**INSTRUCTIONS TO FOLLOW:** Note how many lines in the entries contain the string "shovel", then give that number and nothing else.

#####

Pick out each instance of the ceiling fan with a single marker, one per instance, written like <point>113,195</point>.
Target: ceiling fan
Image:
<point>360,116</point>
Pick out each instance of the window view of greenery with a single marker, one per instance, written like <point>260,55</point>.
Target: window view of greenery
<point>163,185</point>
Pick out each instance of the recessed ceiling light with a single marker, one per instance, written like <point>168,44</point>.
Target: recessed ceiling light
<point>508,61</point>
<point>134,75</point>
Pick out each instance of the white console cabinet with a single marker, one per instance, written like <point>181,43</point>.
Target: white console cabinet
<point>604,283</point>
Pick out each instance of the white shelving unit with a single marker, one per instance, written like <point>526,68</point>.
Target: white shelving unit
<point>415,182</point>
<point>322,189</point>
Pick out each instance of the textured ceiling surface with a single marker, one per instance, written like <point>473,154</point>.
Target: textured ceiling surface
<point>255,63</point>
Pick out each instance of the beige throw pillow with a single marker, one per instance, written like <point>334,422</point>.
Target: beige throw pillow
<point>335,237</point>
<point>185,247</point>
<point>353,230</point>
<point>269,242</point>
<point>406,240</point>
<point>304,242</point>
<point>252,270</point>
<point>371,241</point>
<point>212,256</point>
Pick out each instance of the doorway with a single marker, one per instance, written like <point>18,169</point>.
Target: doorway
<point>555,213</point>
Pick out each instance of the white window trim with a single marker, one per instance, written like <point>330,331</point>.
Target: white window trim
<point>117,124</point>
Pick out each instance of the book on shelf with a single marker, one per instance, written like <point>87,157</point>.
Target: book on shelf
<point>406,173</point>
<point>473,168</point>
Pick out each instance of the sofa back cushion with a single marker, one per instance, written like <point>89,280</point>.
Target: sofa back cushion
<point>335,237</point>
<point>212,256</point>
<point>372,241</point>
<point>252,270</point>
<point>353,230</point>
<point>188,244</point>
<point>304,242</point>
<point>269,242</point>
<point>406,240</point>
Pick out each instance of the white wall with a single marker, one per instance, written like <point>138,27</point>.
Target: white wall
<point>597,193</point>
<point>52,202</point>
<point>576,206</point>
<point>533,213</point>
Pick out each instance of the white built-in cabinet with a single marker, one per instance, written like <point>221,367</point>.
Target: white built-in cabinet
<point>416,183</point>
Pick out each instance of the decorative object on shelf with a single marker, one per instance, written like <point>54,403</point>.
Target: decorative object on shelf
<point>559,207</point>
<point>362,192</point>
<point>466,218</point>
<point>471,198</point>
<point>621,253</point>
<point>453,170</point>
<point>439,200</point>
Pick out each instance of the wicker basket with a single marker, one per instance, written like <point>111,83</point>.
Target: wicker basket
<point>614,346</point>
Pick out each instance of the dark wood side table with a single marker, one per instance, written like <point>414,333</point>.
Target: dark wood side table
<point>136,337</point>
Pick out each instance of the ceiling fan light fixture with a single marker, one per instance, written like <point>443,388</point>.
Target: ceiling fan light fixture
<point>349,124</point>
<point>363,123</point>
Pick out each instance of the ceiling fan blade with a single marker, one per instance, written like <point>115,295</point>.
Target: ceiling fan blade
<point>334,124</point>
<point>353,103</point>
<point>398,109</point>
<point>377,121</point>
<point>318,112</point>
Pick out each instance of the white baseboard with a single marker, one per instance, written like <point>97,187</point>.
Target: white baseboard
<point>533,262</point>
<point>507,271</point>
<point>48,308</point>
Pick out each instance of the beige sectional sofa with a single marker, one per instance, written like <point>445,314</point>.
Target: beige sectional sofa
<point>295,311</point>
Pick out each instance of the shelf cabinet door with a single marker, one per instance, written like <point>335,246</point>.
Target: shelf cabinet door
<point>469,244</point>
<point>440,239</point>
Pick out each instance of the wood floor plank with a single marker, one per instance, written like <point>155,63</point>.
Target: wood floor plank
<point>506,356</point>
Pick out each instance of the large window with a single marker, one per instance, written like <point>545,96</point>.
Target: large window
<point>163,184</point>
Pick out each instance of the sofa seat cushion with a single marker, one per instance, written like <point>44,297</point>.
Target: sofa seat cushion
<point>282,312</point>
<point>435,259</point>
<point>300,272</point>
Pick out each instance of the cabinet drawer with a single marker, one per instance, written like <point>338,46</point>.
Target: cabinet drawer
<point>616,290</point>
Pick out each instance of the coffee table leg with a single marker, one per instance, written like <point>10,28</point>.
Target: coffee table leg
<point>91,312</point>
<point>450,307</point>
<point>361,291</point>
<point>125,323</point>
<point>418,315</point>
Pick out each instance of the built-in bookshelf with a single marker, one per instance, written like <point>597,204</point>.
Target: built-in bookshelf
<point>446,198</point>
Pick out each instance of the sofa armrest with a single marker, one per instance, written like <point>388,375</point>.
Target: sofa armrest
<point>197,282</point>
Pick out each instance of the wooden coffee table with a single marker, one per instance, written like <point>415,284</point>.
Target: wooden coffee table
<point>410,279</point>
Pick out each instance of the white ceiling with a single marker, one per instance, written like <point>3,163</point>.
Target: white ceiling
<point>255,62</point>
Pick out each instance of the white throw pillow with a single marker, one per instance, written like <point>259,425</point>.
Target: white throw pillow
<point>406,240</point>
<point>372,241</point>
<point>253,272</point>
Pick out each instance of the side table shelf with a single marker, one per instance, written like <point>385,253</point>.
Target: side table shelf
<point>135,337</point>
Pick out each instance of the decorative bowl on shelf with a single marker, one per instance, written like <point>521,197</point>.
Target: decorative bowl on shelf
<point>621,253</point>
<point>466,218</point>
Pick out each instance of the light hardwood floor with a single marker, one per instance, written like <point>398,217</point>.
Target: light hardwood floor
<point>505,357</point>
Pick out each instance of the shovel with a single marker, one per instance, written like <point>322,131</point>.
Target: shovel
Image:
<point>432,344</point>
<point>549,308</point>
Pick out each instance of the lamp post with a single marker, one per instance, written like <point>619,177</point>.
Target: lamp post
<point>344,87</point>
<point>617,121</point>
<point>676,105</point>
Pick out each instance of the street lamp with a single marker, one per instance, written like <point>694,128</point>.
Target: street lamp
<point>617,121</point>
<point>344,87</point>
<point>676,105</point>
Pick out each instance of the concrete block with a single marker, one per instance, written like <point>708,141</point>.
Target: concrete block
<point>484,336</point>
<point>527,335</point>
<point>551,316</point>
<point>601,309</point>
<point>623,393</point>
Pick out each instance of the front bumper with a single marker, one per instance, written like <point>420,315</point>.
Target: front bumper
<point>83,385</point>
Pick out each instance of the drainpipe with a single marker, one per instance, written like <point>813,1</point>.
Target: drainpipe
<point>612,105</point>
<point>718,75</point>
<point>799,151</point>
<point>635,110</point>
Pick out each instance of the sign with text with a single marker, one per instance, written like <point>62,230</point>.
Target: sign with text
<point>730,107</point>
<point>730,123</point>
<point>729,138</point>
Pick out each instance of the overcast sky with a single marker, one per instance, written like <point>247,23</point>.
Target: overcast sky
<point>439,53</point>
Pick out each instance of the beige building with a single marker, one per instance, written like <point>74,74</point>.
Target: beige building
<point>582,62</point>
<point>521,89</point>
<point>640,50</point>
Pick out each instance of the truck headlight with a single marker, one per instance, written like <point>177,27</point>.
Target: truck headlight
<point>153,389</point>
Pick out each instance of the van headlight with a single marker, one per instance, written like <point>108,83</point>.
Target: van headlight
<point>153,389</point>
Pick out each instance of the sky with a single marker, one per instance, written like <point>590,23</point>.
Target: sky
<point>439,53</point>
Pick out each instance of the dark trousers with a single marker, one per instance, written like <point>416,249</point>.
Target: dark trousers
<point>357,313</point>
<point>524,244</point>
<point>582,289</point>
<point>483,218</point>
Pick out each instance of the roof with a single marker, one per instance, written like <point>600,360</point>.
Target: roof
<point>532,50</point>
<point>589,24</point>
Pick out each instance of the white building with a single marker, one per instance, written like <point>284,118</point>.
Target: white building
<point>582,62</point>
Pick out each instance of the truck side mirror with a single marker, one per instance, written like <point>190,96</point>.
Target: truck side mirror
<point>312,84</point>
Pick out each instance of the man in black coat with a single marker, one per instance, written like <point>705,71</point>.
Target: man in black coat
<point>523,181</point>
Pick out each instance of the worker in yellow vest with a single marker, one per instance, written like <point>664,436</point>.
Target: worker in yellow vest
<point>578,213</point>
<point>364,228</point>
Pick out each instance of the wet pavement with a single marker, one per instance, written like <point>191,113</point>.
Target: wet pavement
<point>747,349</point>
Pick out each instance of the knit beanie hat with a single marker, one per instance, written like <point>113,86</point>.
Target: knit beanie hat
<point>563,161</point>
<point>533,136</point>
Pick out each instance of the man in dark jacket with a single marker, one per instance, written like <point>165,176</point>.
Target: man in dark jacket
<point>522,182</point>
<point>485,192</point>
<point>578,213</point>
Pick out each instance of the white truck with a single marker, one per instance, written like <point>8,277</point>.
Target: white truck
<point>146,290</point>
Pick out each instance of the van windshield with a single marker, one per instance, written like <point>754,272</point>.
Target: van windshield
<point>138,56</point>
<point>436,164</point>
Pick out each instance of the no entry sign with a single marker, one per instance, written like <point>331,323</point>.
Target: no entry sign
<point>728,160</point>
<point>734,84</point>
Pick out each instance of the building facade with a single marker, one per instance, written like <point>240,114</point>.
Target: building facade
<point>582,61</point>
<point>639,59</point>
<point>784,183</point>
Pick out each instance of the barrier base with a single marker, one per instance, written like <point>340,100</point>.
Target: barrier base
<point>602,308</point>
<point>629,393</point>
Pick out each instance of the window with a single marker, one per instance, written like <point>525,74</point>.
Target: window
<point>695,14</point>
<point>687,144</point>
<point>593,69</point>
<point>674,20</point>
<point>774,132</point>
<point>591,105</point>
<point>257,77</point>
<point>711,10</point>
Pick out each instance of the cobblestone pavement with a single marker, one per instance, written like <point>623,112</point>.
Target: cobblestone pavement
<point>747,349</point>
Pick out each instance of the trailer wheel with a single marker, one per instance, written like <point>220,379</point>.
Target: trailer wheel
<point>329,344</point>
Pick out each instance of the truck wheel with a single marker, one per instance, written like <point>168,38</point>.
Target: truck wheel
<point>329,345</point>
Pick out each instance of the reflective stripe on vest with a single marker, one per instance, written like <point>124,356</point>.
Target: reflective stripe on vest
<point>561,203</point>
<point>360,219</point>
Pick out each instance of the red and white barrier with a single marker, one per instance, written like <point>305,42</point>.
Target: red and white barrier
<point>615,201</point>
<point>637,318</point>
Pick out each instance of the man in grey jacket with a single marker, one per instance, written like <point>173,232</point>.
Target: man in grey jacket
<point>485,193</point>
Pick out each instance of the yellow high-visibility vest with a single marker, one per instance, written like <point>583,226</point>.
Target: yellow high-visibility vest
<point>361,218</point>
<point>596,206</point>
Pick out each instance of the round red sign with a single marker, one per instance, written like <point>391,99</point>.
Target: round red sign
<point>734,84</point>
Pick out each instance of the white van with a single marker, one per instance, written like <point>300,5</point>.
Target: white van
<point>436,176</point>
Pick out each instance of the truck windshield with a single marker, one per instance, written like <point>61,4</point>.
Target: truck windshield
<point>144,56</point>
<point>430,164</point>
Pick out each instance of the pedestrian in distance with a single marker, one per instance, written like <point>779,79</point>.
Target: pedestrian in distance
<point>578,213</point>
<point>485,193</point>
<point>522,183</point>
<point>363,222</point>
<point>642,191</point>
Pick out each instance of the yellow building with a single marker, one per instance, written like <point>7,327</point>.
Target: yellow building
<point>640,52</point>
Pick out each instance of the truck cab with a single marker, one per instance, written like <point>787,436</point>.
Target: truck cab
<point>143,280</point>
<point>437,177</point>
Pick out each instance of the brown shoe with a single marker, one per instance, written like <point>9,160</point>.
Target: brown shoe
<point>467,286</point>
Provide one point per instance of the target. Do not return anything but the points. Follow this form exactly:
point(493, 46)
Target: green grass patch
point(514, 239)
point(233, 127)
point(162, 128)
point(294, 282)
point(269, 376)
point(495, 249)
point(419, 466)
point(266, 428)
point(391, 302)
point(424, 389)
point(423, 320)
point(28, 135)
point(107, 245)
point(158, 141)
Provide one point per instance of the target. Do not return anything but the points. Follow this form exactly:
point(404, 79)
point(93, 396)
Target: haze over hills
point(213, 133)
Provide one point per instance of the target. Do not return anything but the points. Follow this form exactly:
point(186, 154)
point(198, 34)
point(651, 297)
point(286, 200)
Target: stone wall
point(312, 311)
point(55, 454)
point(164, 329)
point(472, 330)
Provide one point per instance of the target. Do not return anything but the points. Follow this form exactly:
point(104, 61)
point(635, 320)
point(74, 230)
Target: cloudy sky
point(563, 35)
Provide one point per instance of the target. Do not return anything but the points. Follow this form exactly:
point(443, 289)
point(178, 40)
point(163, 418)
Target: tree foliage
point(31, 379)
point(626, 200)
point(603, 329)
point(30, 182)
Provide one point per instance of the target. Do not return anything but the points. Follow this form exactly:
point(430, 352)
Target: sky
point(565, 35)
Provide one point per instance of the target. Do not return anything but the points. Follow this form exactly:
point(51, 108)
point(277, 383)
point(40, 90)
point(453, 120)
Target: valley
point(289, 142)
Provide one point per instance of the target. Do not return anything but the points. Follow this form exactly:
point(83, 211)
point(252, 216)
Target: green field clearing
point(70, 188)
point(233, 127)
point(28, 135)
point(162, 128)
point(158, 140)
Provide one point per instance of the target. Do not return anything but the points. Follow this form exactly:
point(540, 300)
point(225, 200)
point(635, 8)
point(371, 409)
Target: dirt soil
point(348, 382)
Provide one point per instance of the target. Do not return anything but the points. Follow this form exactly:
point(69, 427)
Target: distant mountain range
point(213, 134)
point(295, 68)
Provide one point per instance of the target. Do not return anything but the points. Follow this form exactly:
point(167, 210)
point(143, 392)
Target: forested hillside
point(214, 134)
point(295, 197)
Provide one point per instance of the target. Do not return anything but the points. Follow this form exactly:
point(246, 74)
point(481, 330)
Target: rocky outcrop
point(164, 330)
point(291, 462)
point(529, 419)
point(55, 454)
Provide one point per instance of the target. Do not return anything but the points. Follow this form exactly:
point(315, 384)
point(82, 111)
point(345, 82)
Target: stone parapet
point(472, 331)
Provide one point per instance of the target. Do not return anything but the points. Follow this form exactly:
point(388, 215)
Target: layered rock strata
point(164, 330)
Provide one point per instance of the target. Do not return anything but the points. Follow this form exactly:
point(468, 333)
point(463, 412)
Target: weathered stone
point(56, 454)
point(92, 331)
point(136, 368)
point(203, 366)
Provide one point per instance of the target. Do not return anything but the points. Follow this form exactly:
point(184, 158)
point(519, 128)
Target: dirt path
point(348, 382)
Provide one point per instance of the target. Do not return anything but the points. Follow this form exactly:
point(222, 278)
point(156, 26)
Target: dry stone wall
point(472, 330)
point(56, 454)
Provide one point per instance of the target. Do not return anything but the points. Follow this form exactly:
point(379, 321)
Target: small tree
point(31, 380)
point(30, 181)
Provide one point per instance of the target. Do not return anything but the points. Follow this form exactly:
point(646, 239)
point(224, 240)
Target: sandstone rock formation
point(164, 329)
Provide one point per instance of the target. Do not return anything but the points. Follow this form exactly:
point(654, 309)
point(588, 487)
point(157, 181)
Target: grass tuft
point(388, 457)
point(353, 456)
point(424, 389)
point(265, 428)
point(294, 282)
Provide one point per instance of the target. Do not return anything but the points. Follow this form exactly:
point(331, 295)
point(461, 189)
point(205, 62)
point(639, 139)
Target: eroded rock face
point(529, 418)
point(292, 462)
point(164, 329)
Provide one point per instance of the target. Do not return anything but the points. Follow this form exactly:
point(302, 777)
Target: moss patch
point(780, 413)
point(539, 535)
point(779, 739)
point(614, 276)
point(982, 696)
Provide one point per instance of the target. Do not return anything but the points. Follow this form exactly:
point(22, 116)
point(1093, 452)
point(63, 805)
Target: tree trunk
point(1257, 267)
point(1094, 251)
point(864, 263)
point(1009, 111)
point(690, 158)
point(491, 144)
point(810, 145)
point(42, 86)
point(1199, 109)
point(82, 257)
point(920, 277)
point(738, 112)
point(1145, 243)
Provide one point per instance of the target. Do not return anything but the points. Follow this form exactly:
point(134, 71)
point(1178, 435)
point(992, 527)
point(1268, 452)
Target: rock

#####

**TASK ANSWER:** 2